+++ PROVIDED PASSAGE +++

Practical Introduction to High Performance Computing (INFD11009)
The course will cover all the fundamental concepts that underpin modern HPC. The course is practical in the sense that you will explore these topics by running parallel programs on real HPC systems such as the UK national supercomputer ARCHER.
Probability and Statistics (MATH11204)
In this course you will learn the fundamentals of probability and statistics - the building blocks for all of data science. Covers both theory and practical aspects using R.
Programming Skills (INFD11016)
This course is designed to help you to produce higher quality code; code that is readable, maintainable, usable, correct and efficient in less time and with less effort. These programming skills are applicable to programs in any language and the course is illustrated with examples from C, Python, Fortran, and Java.
Software Development (INFD11017)
|Software development is more than just writing programs and this course provides an introduction to the complete range of software development activities, from gathering requirements through to evaluation of a finished product. The course describes how software development projects are created and managed to achieve the delivery of high-quality, efficient, robust, portable, usable software products. You will be introduced to areas of increasing prominence in both academia and industry including the importance of software sustainability and the rise of agile methods and extreme programming. The course should support in the understanding of the value of practical software development skills to the HPC, computational science and engineering.|
Technologies of Civic Participation (PGSP11390)
The focus of this course is on understanding the current and potential uses of new TCPs by citizens and policy-makers in responding to mundane, everyday threats to social resilience (e.g. street crime, problems with community service delivery, environment, health, etc.), and appreciating how these activities (e.g. monitoring, informing, reporting) are linked to everyday life in the community.
Threaded Programming (INFD11012)
This course is a practical introduction to parallel programming using the threading model, which is commonly used on shared memory and multicore hardware. The majority of the course is focused on teaching the use of the industry standard OpenMP API.

+++ DATA EXTRACT +++

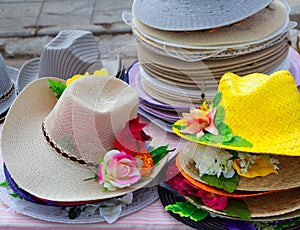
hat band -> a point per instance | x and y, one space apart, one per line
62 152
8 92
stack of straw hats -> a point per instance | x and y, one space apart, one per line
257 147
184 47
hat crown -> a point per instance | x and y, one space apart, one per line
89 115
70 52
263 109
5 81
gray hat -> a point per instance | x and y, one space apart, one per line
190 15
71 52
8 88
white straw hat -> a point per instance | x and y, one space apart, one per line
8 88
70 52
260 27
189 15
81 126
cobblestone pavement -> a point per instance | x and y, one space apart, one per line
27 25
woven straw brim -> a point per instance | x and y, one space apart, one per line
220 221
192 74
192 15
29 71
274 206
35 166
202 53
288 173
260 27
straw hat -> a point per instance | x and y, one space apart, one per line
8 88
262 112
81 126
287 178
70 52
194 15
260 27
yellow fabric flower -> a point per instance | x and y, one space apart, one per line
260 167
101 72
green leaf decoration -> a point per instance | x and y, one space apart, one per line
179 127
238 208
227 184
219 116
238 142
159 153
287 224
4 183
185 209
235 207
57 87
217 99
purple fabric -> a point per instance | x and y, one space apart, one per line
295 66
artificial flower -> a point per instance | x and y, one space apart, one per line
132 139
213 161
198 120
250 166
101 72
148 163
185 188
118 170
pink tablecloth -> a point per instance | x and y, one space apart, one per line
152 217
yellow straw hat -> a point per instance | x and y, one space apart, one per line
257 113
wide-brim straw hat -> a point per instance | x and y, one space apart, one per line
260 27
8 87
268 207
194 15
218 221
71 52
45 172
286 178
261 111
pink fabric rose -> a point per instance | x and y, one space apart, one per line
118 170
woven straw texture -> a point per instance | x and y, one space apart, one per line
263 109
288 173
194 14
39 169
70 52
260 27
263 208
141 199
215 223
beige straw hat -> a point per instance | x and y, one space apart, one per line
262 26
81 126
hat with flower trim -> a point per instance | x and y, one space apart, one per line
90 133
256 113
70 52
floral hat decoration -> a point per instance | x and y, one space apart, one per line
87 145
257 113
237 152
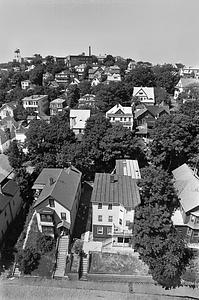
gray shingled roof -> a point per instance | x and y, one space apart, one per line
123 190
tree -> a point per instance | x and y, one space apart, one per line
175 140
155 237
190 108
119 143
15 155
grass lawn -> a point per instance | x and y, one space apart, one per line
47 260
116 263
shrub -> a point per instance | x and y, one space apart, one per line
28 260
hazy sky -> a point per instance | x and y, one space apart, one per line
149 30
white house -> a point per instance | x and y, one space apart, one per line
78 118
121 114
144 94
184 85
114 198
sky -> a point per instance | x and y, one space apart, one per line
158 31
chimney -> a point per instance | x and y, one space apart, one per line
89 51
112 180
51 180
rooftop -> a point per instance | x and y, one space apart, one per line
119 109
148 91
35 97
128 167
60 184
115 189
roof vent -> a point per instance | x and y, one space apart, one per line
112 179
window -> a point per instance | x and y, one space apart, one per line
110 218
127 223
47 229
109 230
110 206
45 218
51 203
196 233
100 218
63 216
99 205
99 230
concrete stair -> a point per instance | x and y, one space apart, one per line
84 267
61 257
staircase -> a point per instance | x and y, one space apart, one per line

+++
+++ DATA EXTRACT +++

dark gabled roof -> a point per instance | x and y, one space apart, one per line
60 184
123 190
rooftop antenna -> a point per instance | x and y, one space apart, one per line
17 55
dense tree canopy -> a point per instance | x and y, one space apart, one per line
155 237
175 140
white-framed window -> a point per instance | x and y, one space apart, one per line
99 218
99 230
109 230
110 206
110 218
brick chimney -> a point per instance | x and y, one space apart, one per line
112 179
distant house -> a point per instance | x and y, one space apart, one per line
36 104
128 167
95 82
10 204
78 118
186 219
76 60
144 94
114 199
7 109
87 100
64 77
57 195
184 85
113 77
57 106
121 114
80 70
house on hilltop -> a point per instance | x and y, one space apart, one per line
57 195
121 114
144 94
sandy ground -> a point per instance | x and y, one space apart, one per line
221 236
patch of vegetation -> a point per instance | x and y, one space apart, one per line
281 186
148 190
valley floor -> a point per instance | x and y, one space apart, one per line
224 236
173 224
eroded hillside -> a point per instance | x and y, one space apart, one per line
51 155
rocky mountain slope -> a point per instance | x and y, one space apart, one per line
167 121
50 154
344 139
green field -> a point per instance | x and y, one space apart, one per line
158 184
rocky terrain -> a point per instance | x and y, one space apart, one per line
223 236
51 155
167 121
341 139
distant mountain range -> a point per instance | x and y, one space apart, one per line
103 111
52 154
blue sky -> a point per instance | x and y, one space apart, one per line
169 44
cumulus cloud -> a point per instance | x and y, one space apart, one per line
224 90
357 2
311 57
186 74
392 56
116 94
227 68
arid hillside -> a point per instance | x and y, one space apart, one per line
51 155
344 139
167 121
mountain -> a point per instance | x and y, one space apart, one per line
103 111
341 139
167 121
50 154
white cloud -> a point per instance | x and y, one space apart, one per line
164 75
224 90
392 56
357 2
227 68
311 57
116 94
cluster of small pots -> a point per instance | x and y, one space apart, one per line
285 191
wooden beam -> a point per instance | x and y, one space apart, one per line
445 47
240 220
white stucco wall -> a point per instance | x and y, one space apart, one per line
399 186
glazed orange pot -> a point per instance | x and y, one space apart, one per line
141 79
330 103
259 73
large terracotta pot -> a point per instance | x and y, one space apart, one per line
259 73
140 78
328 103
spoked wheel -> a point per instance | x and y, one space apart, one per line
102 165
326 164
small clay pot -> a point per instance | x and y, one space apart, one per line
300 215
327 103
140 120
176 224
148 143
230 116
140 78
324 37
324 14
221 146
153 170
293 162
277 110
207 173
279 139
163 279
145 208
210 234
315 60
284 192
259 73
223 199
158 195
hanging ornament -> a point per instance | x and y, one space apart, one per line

+++

[PROBLEMS TO SOLVE]
A. Decide whether each statement agrees with the course descriptions, answering yes or no and quoting the words from the course descriptions that settle it.
(i) The Probability and Statistics course uses R.
(ii) The Threaded Programming course is mostly about MPI.
(iii) The Software Development course introduces agile methods.
B. Answer these from the course descriptions:
(i) What is the course code of Technologies of Civic Participation?
(ii) Which UK national supercomputer is named?
(iii) On what hardware is the threading model commonly used?
C. Please carry on the course descriptions from the point where they stop.
The items are not needed for anything here.

[ANSWERS FOR THE TASKS]
A.
(i) Yes: "Covers both theory and practical aspects using R."
(ii) No: "The majority of the course is focused on teaching the use of the industry standard OpenMP API."
(iii) Yes: "the rise of agile methods and extreme programming"

B.
(i) PGSP11390
(ii) ARCHER
(iii) Shared memory and multicore hardware

C.
The Use and Evolution of Digital Data Analysis and Collection Tools (PGSP11388)
In this course we will address the opportunities and challenges of a range of traditional and emerging digital research approaches and techniques focusing on the relevance of their applications from a user perspective. It will cover ethical, practical, legal, methodological and economic issues in theory and practice.
Understanding Data Visualisation (PGSP11484)
In this course, we examine the visual aspects of data analytics and the emerging professional practices of turning numbers into pictures or, more specifically, into screen realities. Hosting contributions from key experts in the field, the course will provide students will skills to critically interpret the most popular data visualization techniques used by major information provider firms.
Students must also complete a project (worth 60 credits) in the form of a written dissertation. This activity will allow students to draw from the combined experience of previous activities and interactions, and apply what they have learnt to a practical research question. The final submission will be expected to be at a level appropriate for an independent researcher and be a good indication of a student’s potential to go on to be a productive researcher in a relevant sub-discipline of Data Science. (Available for students taking MSc programmes only.)